■ Page
From the IRS: Tax Tips for Starting a Business

Tax Tips for Starting a Business

When you start a business, a key to your success is to know your tax obligations. You may not only need to know about income tax rules, but also about payroll tax rules. Here are five IRS tax tips that can help you get your business off to a good start.

1. Business Structure. An early choice you need to make is to decide on the type of structure for your business. The most common types are sole proprietor, partnership and corporation. The type of business you choose will determine which tax forms you will file.

2. Business Taxes. There are four general types of business taxes. They are income tax, self-employment tax, employment tax and excise tax. In most cases, the types of tax your business pays depends on the type of business structure you set up. You may need to make estimated tax payments. If you do, use IRS Direct Pay to pay them. It’s the fast, easy and secure way to pay from your checking or savings account.

3. Employer Identification Number. You may need to get an EIN for federal tax purposes. Search “do you need an EIN” on IRS.gov to find out if you need this number. If you do need one, you can
apply for it online.

4. Accounting Method. An accounting method is a set of rules that you use to determine when to report income and expenses. You must use a consistent method. The two that are most common are the cash and accrual methods. Under the cash method, you normally report income and deduct expenses in the year that you receive or pay them. Under the accrual method, you generally report income and deduct expenses in the year that you earn or incur them. This is true even if you get the income or pay the expense in a later year.

5. Employee Health Care. The Small Business Health Care Tax Credit helps small businesses and tax-exempt organizations pay for health care coverage they offer their employees. A small employer is eligible for the credit if it has fewer than 25 employees who work full-time, or a combination of full-time and part-time. The maximum credit is 50 percent of premiums paid for small business employers and 35 percent of premiums paid for small tax-exempt employers, such as charities.

■ Extracted information
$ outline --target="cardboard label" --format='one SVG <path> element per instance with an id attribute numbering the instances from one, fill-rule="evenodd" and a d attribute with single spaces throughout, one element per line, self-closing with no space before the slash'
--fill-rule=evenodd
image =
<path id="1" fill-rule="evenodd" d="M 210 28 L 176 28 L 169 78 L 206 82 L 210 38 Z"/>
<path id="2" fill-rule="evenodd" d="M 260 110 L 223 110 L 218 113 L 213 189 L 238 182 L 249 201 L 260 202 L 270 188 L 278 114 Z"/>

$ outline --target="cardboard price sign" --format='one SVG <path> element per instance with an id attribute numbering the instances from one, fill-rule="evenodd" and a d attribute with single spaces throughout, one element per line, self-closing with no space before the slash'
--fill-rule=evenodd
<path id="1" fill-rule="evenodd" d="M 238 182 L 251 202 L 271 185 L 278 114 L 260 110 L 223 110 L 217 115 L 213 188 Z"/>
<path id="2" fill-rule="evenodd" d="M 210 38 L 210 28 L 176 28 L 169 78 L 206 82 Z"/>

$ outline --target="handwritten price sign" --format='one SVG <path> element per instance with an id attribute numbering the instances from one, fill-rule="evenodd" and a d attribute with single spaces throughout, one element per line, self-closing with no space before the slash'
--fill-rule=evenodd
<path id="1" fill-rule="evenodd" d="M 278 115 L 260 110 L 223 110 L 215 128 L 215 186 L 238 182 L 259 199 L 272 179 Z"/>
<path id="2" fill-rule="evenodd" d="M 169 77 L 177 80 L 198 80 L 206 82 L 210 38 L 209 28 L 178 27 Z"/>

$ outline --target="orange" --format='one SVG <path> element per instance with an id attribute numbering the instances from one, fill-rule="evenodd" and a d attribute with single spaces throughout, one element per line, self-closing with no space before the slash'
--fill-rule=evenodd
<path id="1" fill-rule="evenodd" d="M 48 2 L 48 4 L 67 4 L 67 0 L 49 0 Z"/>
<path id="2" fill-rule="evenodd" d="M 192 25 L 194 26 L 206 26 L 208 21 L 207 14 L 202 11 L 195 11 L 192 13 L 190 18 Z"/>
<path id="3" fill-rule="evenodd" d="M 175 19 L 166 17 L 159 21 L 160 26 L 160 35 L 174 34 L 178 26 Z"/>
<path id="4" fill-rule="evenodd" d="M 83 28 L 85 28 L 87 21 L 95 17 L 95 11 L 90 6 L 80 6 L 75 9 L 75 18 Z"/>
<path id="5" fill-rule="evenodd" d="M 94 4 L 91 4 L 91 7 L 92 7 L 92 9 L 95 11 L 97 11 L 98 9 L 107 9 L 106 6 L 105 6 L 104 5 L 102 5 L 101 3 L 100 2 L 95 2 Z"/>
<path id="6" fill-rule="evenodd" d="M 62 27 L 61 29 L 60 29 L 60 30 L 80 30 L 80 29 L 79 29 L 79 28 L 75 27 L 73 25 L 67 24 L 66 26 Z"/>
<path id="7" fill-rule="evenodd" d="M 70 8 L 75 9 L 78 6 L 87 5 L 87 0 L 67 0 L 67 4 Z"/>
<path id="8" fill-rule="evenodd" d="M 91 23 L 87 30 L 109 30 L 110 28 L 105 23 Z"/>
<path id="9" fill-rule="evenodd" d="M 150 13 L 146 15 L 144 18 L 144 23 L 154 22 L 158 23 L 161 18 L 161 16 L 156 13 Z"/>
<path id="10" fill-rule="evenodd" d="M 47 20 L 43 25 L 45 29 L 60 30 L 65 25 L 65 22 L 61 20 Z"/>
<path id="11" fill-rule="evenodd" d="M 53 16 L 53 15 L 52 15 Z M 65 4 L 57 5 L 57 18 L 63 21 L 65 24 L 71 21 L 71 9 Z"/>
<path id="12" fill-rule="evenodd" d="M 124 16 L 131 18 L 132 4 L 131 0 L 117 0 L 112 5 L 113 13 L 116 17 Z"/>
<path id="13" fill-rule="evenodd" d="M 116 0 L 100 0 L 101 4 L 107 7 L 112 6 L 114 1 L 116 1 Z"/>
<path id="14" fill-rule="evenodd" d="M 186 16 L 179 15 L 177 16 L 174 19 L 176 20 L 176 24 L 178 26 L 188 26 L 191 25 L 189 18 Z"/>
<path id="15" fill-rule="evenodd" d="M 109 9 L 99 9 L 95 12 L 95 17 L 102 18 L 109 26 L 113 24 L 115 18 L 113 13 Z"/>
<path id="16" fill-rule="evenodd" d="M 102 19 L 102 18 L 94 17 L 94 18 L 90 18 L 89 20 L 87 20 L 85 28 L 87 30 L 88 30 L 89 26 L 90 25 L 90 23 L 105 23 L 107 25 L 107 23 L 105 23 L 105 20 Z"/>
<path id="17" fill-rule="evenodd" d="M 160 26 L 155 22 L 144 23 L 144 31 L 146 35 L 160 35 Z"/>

■ Aim
Write out the business tax tips text word for word, starting at "1. Business Structure." and ending at "or savings account.".

■ Task result
1. Business Structure. An early choice you need to make is to decide on the type of structure for your business. The most common types are sole proprietor, partnership and corporation. The type of business you choose will determine which tax forms you will file.

2. Business Taxes. There are four general types of business taxes. They are income tax, self-employment tax, employment tax and excise tax. In most cases, the types of tax your business pays depends on the type of business structure you set up. You may need to make estimated tax payments. If you do, use IRS Direct Pay to pay them. It’s the fast, easy and secure way to pay from your checking or savings account.